*WHAT IS EXPECTED:*
Please give the data below again in full, exactly as it stands.

[DATA FOR ANALYSIS Boundary: Start]

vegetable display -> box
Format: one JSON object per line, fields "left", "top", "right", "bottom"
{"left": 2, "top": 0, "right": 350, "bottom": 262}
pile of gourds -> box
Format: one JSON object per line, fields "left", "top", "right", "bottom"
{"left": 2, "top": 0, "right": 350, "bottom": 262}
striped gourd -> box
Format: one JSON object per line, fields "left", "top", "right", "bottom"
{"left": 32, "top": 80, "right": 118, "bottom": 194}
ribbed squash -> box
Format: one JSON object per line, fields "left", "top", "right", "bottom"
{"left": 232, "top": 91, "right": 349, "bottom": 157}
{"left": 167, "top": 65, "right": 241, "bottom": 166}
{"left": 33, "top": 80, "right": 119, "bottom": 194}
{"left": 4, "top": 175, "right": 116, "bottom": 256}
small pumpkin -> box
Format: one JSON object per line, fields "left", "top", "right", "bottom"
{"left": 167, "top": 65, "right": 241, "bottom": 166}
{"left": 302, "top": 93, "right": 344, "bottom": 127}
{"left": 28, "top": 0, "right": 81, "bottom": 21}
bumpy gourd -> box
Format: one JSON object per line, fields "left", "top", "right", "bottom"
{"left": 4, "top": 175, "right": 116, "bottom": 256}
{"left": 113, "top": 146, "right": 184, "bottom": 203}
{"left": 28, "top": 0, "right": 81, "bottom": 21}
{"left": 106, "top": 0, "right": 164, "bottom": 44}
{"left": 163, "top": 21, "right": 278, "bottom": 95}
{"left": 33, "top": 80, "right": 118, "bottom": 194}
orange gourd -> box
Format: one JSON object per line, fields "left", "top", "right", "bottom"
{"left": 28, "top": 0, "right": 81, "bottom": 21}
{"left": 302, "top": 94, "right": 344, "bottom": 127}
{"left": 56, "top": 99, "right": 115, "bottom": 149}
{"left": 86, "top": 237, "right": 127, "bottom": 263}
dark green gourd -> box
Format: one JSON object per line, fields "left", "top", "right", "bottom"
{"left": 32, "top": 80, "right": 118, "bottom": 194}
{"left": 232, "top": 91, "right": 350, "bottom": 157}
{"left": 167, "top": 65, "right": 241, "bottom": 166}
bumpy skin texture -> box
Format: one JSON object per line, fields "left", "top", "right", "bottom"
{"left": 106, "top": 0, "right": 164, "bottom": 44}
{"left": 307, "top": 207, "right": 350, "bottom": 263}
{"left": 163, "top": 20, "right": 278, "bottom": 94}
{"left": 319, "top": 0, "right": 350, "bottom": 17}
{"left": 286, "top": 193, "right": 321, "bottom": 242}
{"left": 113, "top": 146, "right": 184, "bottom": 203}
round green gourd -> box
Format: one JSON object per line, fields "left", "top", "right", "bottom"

[DATA FOR ANALYSIS Boundary: End]

*SOLUTION:*
vegetable display -> box
Format: one JSON object per line, fields "left", "top", "right", "bottom"
{"left": 2, "top": 0, "right": 350, "bottom": 262}
pile of gourds -> box
Format: one JSON object per line, fields "left", "top", "right", "bottom"
{"left": 2, "top": 0, "right": 350, "bottom": 262}
striped gourd -> box
Format: one JSON object per line, fields "left", "top", "right", "bottom"
{"left": 32, "top": 80, "right": 118, "bottom": 194}
ribbed squash -> box
Format: one JSON object per line, fields "left", "top", "right", "bottom"
{"left": 232, "top": 91, "right": 349, "bottom": 157}
{"left": 167, "top": 65, "right": 241, "bottom": 166}
{"left": 33, "top": 80, "right": 119, "bottom": 194}
{"left": 4, "top": 175, "right": 116, "bottom": 256}
small pumpkin -> box
Format: one JSON object per line, fields "left", "top", "right", "bottom"
{"left": 167, "top": 65, "right": 241, "bottom": 166}
{"left": 302, "top": 93, "right": 344, "bottom": 127}
{"left": 28, "top": 0, "right": 81, "bottom": 21}
bumpy gourd -> box
Format: one JSON object per line, fields "left", "top", "right", "bottom"
{"left": 4, "top": 175, "right": 116, "bottom": 256}
{"left": 113, "top": 146, "right": 184, "bottom": 203}
{"left": 28, "top": 0, "right": 81, "bottom": 21}
{"left": 106, "top": 0, "right": 164, "bottom": 44}
{"left": 163, "top": 21, "right": 278, "bottom": 95}
{"left": 33, "top": 80, "right": 118, "bottom": 194}
orange gourd -> box
Format: one JSON object per line, fields "left", "top", "right", "bottom"
{"left": 28, "top": 0, "right": 81, "bottom": 21}
{"left": 302, "top": 94, "right": 344, "bottom": 127}
{"left": 56, "top": 99, "right": 115, "bottom": 149}
{"left": 86, "top": 237, "right": 127, "bottom": 263}
dark green gourd -> box
Format: one JSON object per line, fields "left", "top", "right", "bottom"
{"left": 32, "top": 80, "right": 118, "bottom": 194}
{"left": 232, "top": 91, "right": 350, "bottom": 157}
{"left": 167, "top": 65, "right": 241, "bottom": 166}
bumpy skin texture -> box
Format: one JSON object per line, fields "left", "top", "right", "bottom"
{"left": 106, "top": 0, "right": 164, "bottom": 44}
{"left": 307, "top": 207, "right": 350, "bottom": 263}
{"left": 163, "top": 20, "right": 278, "bottom": 94}
{"left": 319, "top": 0, "right": 350, "bottom": 17}
{"left": 286, "top": 193, "right": 321, "bottom": 242}
{"left": 113, "top": 146, "right": 184, "bottom": 203}
round green gourd -> box
Format: one JSON object per line, fields "left", "top", "right", "bottom"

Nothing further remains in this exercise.